Work to be completed:
Give the data below as a JSON list of strings, one string per line, with blank lines left out.

Listed entries:
· · · ·
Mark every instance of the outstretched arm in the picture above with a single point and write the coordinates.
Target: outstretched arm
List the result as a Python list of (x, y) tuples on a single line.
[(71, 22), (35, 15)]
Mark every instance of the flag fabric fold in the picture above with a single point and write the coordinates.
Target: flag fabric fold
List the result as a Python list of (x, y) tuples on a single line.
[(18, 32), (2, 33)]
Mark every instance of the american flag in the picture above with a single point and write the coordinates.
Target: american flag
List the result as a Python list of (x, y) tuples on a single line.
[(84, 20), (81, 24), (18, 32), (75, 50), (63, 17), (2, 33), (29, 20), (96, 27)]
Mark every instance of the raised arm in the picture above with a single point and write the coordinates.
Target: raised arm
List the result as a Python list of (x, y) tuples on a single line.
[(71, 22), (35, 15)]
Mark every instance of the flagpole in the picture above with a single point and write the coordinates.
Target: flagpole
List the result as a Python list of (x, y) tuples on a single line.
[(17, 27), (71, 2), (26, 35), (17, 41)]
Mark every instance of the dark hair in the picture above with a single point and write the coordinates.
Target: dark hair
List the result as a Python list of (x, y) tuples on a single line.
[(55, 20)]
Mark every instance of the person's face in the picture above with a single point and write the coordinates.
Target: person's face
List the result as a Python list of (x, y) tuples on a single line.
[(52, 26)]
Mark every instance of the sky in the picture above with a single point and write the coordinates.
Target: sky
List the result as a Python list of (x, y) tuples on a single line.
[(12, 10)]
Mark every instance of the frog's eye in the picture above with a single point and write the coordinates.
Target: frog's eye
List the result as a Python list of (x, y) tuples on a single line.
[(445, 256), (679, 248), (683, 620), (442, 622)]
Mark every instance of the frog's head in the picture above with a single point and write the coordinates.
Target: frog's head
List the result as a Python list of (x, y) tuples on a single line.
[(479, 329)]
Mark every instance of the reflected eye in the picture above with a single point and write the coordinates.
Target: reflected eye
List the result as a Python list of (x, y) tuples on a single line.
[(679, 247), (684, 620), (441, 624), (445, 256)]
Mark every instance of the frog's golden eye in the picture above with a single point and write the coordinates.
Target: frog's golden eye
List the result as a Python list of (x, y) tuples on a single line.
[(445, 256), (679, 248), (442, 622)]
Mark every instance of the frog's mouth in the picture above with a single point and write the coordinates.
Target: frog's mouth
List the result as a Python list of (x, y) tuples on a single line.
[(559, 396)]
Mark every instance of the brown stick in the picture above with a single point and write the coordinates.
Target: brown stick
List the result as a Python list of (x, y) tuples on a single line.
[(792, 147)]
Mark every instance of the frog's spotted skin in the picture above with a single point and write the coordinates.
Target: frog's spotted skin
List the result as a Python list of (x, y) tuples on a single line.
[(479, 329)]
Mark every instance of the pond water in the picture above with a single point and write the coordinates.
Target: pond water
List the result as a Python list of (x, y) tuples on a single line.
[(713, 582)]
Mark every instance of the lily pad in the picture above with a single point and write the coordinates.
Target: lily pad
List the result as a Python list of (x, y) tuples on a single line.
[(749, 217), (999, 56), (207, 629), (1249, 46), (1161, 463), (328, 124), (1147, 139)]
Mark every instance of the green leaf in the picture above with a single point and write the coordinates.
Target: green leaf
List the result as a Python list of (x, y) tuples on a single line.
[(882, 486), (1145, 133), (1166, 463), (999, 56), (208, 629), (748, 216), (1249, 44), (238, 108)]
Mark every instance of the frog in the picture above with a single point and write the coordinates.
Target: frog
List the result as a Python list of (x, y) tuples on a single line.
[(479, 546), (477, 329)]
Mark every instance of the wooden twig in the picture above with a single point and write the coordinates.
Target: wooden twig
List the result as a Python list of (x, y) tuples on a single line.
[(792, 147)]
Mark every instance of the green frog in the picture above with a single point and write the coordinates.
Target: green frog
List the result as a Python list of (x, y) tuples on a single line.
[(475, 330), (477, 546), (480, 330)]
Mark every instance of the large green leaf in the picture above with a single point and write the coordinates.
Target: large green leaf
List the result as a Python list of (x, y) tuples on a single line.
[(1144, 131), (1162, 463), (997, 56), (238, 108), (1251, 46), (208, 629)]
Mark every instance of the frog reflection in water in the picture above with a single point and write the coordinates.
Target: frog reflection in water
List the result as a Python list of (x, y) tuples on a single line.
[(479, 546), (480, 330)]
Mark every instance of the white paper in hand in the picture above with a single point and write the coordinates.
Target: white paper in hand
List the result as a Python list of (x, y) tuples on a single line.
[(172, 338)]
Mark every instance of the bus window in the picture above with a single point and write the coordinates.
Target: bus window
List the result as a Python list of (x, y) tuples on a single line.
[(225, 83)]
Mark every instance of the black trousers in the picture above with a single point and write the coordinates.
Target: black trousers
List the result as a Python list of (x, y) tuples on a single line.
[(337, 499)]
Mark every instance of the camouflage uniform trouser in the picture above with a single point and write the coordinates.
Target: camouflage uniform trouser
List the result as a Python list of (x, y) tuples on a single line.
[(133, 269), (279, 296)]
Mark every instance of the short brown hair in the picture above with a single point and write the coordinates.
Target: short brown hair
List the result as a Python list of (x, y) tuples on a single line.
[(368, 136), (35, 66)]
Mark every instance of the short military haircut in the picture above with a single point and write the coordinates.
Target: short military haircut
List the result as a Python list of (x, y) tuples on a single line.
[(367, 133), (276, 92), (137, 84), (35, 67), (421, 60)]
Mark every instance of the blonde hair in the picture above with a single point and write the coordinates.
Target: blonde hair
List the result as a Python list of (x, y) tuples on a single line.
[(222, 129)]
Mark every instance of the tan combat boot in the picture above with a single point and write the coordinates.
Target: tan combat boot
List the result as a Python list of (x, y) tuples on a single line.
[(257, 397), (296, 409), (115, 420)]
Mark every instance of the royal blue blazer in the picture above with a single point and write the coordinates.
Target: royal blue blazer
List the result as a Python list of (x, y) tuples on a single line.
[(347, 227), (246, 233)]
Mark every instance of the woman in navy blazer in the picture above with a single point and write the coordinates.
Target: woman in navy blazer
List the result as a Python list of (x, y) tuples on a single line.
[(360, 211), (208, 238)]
· · · ·
Output below:
[
  "Mark every instance of the outstretched arm in the picture above with a single point and write the coordinates.",
  "Target: outstretched arm",
  "List the result as a Python list of (x, y) tuples on a single line.",
  "[(71, 22), (35, 15)]",
  "Mark every instance of the flag fabric fold in the picture above with a single point and write the coordinates.",
  "Target: flag fabric fold",
  "List the result as a Python list of (x, y) tuples on a single line.",
  "[(18, 32), (2, 33)]",
  "Mark every instance of the american flag in the picture above with a single point and write the coordinates.",
  "Target: american flag",
  "List the result as a Python list of (x, y) tuples on a single line.",
  "[(84, 20), (81, 24), (18, 32), (75, 50), (63, 17), (2, 33), (29, 20), (96, 27)]",
  "Mark every instance of the raised arm in the picture above with a single point and write the coordinates.",
  "Target: raised arm",
  "List the result as a Python list of (x, y) tuples on a single line.",
  "[(71, 22), (35, 15)]",
  "Mark every instance of the flagpole in the picture above with a single point and write the coordinates.",
  "Target: flagpole",
  "List the result as a Python list of (x, y) tuples on a single line.",
  "[(17, 27), (71, 2), (26, 35), (17, 41)]",
  "Mark every instance of the dark hair in the picture above with a single point and write the coordinates.",
  "Target: dark hair",
  "List the result as a Python list of (x, y) tuples on a single line.",
  "[(55, 20)]",
  "Mark every instance of the person's face in the picture above with a single point and write the coordinates.",
  "Target: person's face",
  "List the result as a Python list of (x, y) tuples on a single line.",
  "[(52, 26)]",
  "Mark every instance of the sky in the picture above with a single point and write the coordinates.",
  "Target: sky",
  "List the result as a Python list of (x, y) tuples on a single line.",
  "[(12, 10)]",
  "Mark every instance of the frog's eye in the picture above with a single point and write the coordinates.",
  "Target: frog's eye",
  "List the result as a Python list of (x, y) tuples on a single line.",
  "[(445, 256), (679, 248), (683, 620), (442, 622)]",
  "Mark every instance of the frog's head in the picture above with a single point and write the coordinates.",
  "Target: frog's head",
  "List the result as a Python list of (x, y) tuples on a single line.",
  "[(479, 329)]",
  "Mark every instance of the reflected eye in the picture above with a single point and write the coordinates.",
  "Target: reflected eye",
  "List the result as a Python list of (x, y) tuples on a single line.",
  "[(679, 247), (684, 620), (441, 624), (445, 256)]",
  "Mark every instance of the frog's golden eye in the picture above with a single point and write the coordinates.",
  "Target: frog's golden eye",
  "List the result as a Python list of (x, y) tuples on a single line.",
  "[(445, 256), (679, 248), (442, 622)]",
  "Mark every instance of the frog's mouth in the picture above with a single point and write the coordinates.",
  "Target: frog's mouth",
  "List the result as a Python list of (x, y) tuples on a single line.",
  "[(559, 396)]",
  "Mark every instance of the brown stick in the picture above with a single point and write the coordinates.",
  "Target: brown stick",
  "List the result as a Python list of (x, y) tuples on a single line.",
  "[(792, 147)]",
  "Mark every instance of the frog's spotted skin in the picture above with a single point and write the coordinates.",
  "Target: frog's spotted skin",
  "List the result as a Python list of (x, y) tuples on a single line.",
  "[(479, 329)]",
  "Mark every instance of the pond water in the picture above with a single point and write the coordinates.",
  "Target: pond water",
  "List the result as a Python list of (x, y) tuples on a single line.",
  "[(713, 582)]",
  "Mark every instance of the lily pad in the picture above with a single point and write the coordinates.",
  "Target: lily pad",
  "List the result as a Python list of (x, y) tuples on a single line.",
  "[(749, 217), (999, 56), (207, 629), (1249, 46), (1161, 463), (328, 124), (1147, 139)]",
  "Mark every instance of the green leaf in the picture above with a single point and write the coordinates.",
  "Target: green leaf",
  "List the result as a Python list of (x, y) tuples on a single line.",
  "[(882, 486), (1145, 133), (1166, 463), (999, 56), (208, 629), (748, 216), (1249, 44), (238, 108)]",
  "Mark every instance of the frog in the picture above with a single point and write the coordinates.",
  "Target: frog",
  "List the result as a Python list of (x, y) tuples on a single line.",
  "[(479, 546), (477, 329)]",
  "Mark every instance of the wooden twig in the picture above with a single point and write the coordinates.",
  "Target: wooden twig",
  "List the result as a Python list of (x, y) tuples on a single line.",
  "[(792, 147)]",
  "Mark every instance of the green frog in the picture above with a single point and write the coordinates.",
  "Target: green frog",
  "List the result as a Python list of (x, y) tuples on a single line.",
  "[(475, 330), (477, 546), (480, 330)]",
  "Mark every instance of the large green leaf in the picture above with a single point and write the coordinates.",
  "Target: large green leaf",
  "List the result as a Python list of (x, y) tuples on a single line.",
  "[(1144, 131), (1162, 463), (997, 56), (238, 108), (1251, 46), (208, 629)]",
  "Mark every instance of the frog reflection in water in the picture above with a single point and write the coordinates.",
  "Target: frog reflection in water",
  "List the result as a Python list of (x, y) tuples on a single line.",
  "[(479, 546), (480, 330)]",
  "Mark every instance of the white paper in hand in the picture above with a single point and write the coordinates.",
  "Target: white paper in hand",
  "List the result as a Python list of (x, y) tuples on a single line.",
  "[(172, 338)]",
  "Mark every instance of the bus window in the picture above with a single point and write the coordinates.",
  "Target: bus window",
  "List the result as a Python list of (x, y) tuples on a single line.",
  "[(225, 83)]",
  "Mark every instance of the black trousers in the picture above with a single point and write the coordinates.",
  "Target: black trousers",
  "List the result as a Python list of (x, y) tuples on a single line.",
  "[(337, 499)]",
  "Mark every instance of the camouflage uniform trouser in the picture above with a single point and write the coordinates.",
  "Target: camouflage uniform trouser",
  "List the result as a Python list of (x, y) tuples on a single line.",
  "[(133, 269), (279, 296)]",
  "Mark every instance of the short brown hair in the picture above with a single point and write the coordinates.",
  "Target: short brown hair",
  "List the result as a Python list of (x, y) tuples on a single line.",
  "[(368, 136), (35, 66)]",
  "Mark every instance of the short military haircut in the picture above with a single point and write the coordinates.",
  "Target: short military haircut",
  "List the result as a Python list of (x, y) tuples on a single line.",
  "[(367, 133), (276, 92), (137, 84), (35, 67), (421, 60)]",
  "Mark every instance of the blonde hair in the picture above with a single point and write the coordinates.",
  "Target: blonde hair",
  "List the result as a Python list of (x, y) tuples on a single line.",
  "[(222, 129)]",
  "Mark every instance of the tan combat boot in the picture above with a single point and write the coordinates.",
  "Target: tan combat boot",
  "List the result as a Python list of (x, y) tuples on a single line.",
  "[(257, 397), (296, 409), (115, 420)]",
  "Mark every instance of the royal blue blazer in the picture above with a single point and write the coordinates.",
  "Target: royal blue blazer",
  "List the result as a Python list of (x, y) tuples on a single line.",
  "[(347, 227), (246, 233)]",
  "Mark every instance of the woman in navy blazer in the picture above with a single point and write the coordinates.",
  "Target: woman in navy blazer",
  "List the result as a Python list of (x, y) tuples on a single line.",
  "[(360, 211), (208, 238)]"
]